Harvest Transformer

The Harvest Transformer is a service for transforming harvested SpatioTemporal Asset Catalog (STAC) metadata to make it suitable for the EODHP (Earth Observation Data Hub Platform) catalogue.

It is designed to operate as part of a data pipeline, reading messages from Apache Pulsar to discover new or updated STAC files, processing and transforming their contents, and storing the results in S3. After transformation, it sends messages back to Pulsar to notify downstream services of the new or updated catalogue entries.

The service rewrites internal links, manages licenses, and prepares data for seamless integration into the EODHP system.

Features

STAC Link Rewriting: Ensures all STAC links (self, parent, root, collection, etc.) are rewritten to point to the new catalogue location.
License Handling: Maps SPDX license codes to filenames and ensures license links are present and correct.
Workflow Support: Automatically completes STAC Collection definitions for workflow collections, scraping CWL scripts for metadata where available.
QA Asset Enrichment: Adds derived QA JSON assets to mapped collections.
Patch Support: Supports patching collections using JSON patches stored in S3.
Extensible Processing: Modular processor classes for link, workflow, and render transformations.
Testing: Comprehensive test suite using pytest.

Getting Started

Prerequisites

Python 3.13
uv

Setup

Clone the repository and run the setup using the Makefile:

git clone https://github.com/EO-DataHub/harvest-transformer.git
cd harvest-transformer
make setup

This will:

Install dependencies via uv sync
Install pre-commit hooks

You can safely run make setup repeatedly; it will only update things if needed.

Configuration

The Harvest Transformer is configured through environment variables, command-line options and incoming Pulsar messages.

Command-line options

-v, --verbose: Increase logging verbosity (can be repeated).
-t, --threads: Number of threads to use (default: 1).

Environment Variables

PULSAR_URL: The connection URL for the Apache Pulsar broker. Used to receive and send messages about catalogue updates.
AWS_ACCESS_KEY: Your AWS access key ID, required for accessing S3 buckets.
AWS_SECRET_ACCESS_KEY: Your AWS secret access key, required for accessing S3 buckets.
S3_BUCKET: The name of the S3 bucket where transformed files will be stored.
OUTPUT_ROOT: The base URL that will be used for rewriting STAC links in the transformed metadata.
PATCH_BUCKET (optional): The S3 bucket containing JSON patches to apply to collections. If not set, defaults to S3_BUCKET.
PATCH_PREFIX (optional): The prefix (folder path) within the patch bucket where patches are stored. Defaults to patches.

Objective ->
List every environment variable the Harvest Transformer page names for configuring the service.

Entries pointing to named objects ->
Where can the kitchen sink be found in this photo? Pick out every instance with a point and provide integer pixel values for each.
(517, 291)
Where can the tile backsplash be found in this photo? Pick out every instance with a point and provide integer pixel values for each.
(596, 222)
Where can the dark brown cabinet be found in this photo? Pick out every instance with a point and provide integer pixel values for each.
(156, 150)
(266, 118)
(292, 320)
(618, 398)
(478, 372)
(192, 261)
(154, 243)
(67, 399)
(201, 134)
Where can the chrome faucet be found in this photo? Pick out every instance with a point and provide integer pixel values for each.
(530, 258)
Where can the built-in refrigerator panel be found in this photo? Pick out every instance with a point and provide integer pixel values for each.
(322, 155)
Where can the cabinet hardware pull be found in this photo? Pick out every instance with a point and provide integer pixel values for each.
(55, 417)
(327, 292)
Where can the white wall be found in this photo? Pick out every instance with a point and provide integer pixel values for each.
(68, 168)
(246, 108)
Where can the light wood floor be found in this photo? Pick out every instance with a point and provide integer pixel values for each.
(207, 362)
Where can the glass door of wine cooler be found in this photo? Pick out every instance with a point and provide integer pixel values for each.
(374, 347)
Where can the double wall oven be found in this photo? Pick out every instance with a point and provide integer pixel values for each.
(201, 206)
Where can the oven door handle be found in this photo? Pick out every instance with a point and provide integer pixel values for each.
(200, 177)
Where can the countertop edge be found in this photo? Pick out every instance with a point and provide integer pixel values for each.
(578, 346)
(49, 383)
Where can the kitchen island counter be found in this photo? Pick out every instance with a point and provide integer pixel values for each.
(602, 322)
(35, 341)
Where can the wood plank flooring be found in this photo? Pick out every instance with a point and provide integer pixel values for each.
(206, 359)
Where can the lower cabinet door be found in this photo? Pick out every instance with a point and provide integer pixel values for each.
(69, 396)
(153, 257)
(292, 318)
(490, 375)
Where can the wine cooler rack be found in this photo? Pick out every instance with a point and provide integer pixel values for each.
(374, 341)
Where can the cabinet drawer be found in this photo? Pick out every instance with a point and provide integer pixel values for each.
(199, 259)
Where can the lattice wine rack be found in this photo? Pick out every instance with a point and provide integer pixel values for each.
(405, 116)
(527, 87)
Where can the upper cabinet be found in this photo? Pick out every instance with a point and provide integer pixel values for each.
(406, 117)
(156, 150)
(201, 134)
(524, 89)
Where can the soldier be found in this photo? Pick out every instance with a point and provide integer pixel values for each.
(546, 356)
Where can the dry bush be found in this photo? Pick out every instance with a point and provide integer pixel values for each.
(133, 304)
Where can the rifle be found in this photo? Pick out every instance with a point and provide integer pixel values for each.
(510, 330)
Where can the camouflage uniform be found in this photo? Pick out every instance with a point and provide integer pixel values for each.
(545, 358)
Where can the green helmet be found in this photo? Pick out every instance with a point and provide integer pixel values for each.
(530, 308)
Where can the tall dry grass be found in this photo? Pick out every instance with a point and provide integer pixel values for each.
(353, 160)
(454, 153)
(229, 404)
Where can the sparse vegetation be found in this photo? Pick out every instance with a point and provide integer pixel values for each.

Answer to this exercise ->
PULSAR_URL, AWS_ACCESS_KEY, AWS_SECRET_ACCESS_KEY, S3_BUCKET, OUTPUT_ROOT, PATCH_BUCKET, PATCH_PREFIX